Brief - Convert the records into a two-column CSV with the headers instruction and answer, one row per record, each value in a single quoted field with line breaks replaced by spaces. Include only the part that opens with the line containing "Keypoint placement: for each instance of the goalkeeper" and runs through the end of the records.

Record list -
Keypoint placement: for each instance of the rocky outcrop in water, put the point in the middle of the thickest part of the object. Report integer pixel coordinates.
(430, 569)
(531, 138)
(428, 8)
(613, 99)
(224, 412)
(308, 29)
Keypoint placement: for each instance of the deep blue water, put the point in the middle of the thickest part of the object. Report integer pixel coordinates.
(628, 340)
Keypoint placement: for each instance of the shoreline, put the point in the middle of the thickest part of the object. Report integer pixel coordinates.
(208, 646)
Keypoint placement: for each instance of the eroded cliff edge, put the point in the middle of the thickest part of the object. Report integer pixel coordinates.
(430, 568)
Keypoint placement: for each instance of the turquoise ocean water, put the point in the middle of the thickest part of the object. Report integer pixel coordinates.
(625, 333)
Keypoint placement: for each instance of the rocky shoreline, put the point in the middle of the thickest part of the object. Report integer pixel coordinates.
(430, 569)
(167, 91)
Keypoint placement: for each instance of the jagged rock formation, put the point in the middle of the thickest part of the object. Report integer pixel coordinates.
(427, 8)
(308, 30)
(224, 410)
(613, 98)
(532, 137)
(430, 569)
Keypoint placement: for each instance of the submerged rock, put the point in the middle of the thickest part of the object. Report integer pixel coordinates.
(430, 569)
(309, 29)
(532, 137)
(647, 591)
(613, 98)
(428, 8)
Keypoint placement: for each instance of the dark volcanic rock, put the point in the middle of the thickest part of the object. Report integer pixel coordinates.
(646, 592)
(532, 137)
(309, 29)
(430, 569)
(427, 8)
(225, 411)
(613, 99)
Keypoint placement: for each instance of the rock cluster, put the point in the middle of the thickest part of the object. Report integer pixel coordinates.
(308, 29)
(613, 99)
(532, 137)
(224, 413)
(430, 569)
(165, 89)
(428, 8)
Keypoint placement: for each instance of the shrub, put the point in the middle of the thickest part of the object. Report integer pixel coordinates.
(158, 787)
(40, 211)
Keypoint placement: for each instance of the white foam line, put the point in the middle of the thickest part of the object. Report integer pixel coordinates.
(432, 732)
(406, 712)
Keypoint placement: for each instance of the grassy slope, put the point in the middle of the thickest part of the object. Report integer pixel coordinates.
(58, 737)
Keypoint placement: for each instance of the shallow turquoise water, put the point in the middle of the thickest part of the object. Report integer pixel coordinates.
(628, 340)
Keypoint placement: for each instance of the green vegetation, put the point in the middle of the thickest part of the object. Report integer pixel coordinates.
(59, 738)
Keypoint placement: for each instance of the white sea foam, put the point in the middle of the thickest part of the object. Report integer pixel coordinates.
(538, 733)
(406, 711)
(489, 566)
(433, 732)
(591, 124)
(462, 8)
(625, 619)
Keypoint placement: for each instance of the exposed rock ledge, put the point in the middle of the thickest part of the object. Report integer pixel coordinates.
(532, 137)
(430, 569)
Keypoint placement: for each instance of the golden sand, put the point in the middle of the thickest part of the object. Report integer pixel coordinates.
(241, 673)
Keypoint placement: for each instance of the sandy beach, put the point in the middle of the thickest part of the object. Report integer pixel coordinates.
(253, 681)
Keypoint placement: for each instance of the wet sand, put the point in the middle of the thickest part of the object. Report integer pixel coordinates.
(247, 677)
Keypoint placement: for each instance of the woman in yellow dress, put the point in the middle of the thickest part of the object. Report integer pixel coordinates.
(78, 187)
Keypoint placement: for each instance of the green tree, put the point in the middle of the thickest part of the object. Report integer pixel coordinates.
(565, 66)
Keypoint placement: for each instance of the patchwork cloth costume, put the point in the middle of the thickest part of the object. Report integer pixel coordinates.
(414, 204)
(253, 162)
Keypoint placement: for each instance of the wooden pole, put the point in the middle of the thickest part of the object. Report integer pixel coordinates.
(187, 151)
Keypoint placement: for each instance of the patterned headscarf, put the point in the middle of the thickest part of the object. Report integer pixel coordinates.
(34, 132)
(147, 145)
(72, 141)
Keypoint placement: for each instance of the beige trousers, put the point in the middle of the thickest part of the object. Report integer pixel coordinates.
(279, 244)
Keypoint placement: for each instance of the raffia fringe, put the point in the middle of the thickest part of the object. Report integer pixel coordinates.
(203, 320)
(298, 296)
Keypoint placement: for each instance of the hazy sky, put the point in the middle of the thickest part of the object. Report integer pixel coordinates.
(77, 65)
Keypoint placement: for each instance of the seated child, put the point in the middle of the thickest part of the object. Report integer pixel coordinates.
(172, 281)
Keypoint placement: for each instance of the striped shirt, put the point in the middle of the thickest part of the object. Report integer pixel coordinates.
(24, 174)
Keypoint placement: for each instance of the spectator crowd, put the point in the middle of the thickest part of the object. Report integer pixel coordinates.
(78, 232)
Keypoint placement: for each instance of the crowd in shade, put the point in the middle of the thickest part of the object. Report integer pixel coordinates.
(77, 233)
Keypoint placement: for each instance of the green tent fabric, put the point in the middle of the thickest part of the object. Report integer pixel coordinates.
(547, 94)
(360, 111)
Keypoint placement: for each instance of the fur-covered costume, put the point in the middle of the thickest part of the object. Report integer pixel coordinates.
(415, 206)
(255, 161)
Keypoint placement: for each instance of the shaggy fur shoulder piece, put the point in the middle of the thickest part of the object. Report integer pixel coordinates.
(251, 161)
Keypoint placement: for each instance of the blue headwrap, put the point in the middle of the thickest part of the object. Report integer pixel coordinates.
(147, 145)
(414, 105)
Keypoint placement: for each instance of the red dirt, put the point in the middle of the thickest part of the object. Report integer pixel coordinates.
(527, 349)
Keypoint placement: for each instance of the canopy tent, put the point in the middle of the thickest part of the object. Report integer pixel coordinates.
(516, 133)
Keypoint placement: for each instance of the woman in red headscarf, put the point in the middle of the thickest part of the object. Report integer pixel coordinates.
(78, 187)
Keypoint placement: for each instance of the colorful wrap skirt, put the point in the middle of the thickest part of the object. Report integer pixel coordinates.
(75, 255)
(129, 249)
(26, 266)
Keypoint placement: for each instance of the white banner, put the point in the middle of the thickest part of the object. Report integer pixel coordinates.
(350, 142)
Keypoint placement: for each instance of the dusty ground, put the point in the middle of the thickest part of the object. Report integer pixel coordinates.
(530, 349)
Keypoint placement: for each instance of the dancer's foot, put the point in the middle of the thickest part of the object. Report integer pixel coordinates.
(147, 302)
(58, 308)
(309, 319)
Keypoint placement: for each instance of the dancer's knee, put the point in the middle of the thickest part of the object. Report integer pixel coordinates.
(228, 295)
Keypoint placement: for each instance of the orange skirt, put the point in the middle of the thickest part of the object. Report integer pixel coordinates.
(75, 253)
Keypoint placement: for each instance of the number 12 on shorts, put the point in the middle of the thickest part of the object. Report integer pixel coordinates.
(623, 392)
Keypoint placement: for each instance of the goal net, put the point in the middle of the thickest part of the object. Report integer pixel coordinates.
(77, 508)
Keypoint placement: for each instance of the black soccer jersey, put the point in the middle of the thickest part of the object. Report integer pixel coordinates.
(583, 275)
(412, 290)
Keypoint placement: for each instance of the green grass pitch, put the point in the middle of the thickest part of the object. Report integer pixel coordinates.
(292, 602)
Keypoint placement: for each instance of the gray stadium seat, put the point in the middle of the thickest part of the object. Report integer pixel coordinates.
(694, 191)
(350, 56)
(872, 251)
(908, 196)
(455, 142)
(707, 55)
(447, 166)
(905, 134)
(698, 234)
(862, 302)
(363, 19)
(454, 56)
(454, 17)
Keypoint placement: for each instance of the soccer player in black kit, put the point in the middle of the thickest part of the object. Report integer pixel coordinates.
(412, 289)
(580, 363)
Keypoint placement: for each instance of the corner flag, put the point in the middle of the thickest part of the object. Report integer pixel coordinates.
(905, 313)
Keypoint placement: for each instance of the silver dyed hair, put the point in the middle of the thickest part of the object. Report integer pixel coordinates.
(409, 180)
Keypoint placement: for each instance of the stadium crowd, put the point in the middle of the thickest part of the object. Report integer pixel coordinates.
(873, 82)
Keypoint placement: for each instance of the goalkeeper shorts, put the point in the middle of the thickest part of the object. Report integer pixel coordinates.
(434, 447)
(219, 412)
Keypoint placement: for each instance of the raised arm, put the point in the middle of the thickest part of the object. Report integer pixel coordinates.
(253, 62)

Correct response -
instruction,answer
"Keypoint placement: for each instance of the goalkeeper shorts, put the point in the middle of the thickest part of the object. Report integer pixel coordinates.","(434, 447) (219, 412)"
"Keypoint placement: for each instance of the raised arm, put the point in the middle of the thickest part of the object. Report integer pixel coordinates.","(253, 62)"